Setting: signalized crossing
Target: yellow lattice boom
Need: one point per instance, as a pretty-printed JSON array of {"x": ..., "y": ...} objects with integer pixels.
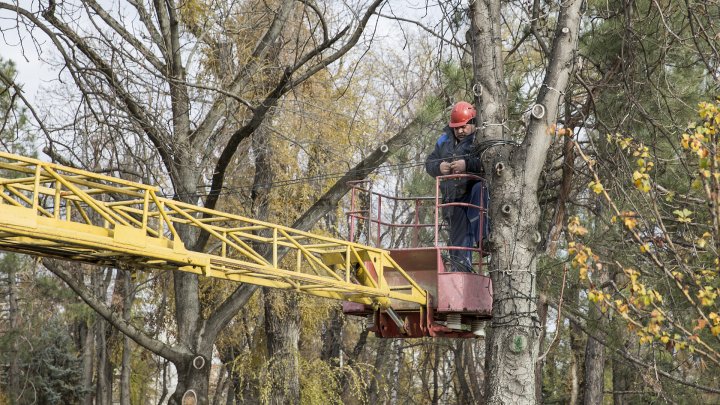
[{"x": 51, "y": 210}]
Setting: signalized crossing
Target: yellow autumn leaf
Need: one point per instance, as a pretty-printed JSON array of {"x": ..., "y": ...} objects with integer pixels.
[{"x": 596, "y": 187}]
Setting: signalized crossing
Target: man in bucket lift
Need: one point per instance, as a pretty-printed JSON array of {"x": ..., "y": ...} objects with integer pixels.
[{"x": 455, "y": 154}]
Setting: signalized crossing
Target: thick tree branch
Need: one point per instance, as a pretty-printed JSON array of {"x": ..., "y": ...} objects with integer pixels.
[
  {"x": 116, "y": 319},
  {"x": 244, "y": 75},
  {"x": 562, "y": 60},
  {"x": 120, "y": 30}
]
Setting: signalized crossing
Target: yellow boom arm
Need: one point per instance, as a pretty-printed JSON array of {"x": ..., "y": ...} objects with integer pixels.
[{"x": 51, "y": 210}]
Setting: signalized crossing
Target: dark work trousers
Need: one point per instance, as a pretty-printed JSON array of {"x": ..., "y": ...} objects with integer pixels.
[{"x": 464, "y": 223}]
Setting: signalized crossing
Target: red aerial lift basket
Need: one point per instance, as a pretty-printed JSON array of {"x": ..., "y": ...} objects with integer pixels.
[{"x": 460, "y": 302}]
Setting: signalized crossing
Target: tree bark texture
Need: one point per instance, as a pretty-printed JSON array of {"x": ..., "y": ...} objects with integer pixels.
[
  {"x": 13, "y": 382},
  {"x": 594, "y": 372},
  {"x": 512, "y": 344},
  {"x": 282, "y": 327}
]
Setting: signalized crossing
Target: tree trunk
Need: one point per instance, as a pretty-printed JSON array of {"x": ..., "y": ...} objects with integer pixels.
[
  {"x": 512, "y": 344},
  {"x": 87, "y": 340},
  {"x": 126, "y": 293},
  {"x": 13, "y": 384},
  {"x": 595, "y": 353},
  {"x": 378, "y": 371},
  {"x": 282, "y": 325},
  {"x": 576, "y": 347},
  {"x": 332, "y": 337},
  {"x": 103, "y": 369},
  {"x": 542, "y": 314}
]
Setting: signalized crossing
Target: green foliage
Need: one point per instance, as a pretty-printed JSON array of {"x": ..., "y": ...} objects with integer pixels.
[{"x": 49, "y": 362}]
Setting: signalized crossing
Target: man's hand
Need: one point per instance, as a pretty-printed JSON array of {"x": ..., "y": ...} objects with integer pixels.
[
  {"x": 457, "y": 166},
  {"x": 445, "y": 168}
]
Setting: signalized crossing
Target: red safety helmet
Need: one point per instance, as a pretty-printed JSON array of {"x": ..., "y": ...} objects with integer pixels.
[{"x": 462, "y": 113}]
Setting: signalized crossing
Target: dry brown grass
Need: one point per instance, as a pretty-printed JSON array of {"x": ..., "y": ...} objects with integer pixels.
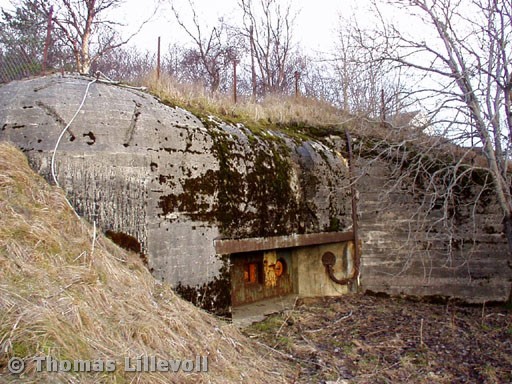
[{"x": 62, "y": 297}]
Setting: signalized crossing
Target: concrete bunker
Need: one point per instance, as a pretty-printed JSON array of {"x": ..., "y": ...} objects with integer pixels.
[
  {"x": 184, "y": 187},
  {"x": 268, "y": 267}
]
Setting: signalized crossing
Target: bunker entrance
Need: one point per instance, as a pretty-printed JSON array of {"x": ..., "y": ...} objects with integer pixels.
[
  {"x": 275, "y": 267},
  {"x": 260, "y": 275}
]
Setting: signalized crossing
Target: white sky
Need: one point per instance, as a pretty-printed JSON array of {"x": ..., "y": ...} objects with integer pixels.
[{"x": 314, "y": 27}]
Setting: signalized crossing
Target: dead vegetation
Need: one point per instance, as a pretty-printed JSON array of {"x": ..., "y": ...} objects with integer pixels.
[
  {"x": 66, "y": 295},
  {"x": 365, "y": 339}
]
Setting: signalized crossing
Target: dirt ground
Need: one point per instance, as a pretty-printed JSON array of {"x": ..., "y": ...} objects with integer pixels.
[{"x": 367, "y": 339}]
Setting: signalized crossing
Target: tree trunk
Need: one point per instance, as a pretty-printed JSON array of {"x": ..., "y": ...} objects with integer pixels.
[{"x": 507, "y": 228}]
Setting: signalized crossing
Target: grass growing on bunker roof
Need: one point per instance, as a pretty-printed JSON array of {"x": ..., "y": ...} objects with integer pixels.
[{"x": 64, "y": 296}]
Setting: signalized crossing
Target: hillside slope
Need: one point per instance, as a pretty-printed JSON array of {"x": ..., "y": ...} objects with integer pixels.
[{"x": 66, "y": 296}]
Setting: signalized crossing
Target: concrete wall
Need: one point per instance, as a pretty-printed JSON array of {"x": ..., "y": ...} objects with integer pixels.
[
  {"x": 311, "y": 279},
  {"x": 172, "y": 180},
  {"x": 410, "y": 250}
]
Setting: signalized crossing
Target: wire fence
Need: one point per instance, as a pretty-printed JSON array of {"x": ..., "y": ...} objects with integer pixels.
[{"x": 17, "y": 65}]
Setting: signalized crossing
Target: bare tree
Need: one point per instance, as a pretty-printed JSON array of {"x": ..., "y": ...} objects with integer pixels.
[
  {"x": 268, "y": 28},
  {"x": 86, "y": 28},
  {"x": 462, "y": 63}
]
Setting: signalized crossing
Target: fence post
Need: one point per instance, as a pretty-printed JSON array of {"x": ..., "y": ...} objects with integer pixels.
[
  {"x": 235, "y": 62},
  {"x": 158, "y": 61},
  {"x": 297, "y": 77},
  {"x": 48, "y": 40},
  {"x": 382, "y": 109}
]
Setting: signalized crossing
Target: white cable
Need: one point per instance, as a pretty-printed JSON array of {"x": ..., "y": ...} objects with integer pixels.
[{"x": 60, "y": 138}]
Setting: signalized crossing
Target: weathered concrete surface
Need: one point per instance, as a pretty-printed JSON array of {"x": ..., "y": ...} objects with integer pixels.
[
  {"x": 171, "y": 180},
  {"x": 408, "y": 249}
]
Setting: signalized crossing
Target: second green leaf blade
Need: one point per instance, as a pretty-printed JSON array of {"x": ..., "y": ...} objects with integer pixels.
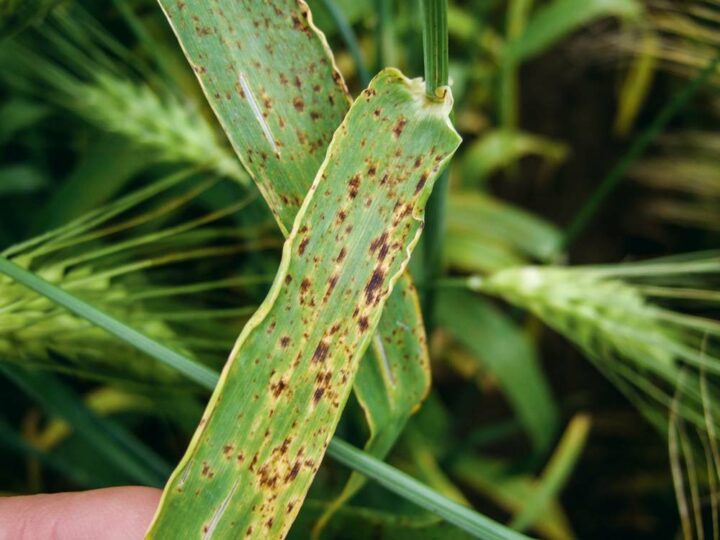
[{"x": 281, "y": 394}]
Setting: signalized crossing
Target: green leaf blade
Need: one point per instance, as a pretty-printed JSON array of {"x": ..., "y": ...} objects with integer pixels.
[{"x": 282, "y": 392}]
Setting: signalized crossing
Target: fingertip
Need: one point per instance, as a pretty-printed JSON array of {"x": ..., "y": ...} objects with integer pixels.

# # # # #

Task statement:
Treating the line with "Target: man in bucket lift" as the last line to include, retype the records exactly from their first line, excluding pictures.

Task answer:
Setting: signalized crossing
Target: yellow lattice boom
Need: one point per instance, as a pretty-printed JSON array of {"x": ..., "y": ...} objects with integer pixels.
[{"x": 51, "y": 210}]
Setting: signalized crossing
Target: yellow autumn leaf
Need: one point per instance, as a pretty-printed JSON array of {"x": ..., "y": ...} objects with integer pixels.
[{"x": 596, "y": 187}]
Setting: signalized crossing
Target: man in bucket lift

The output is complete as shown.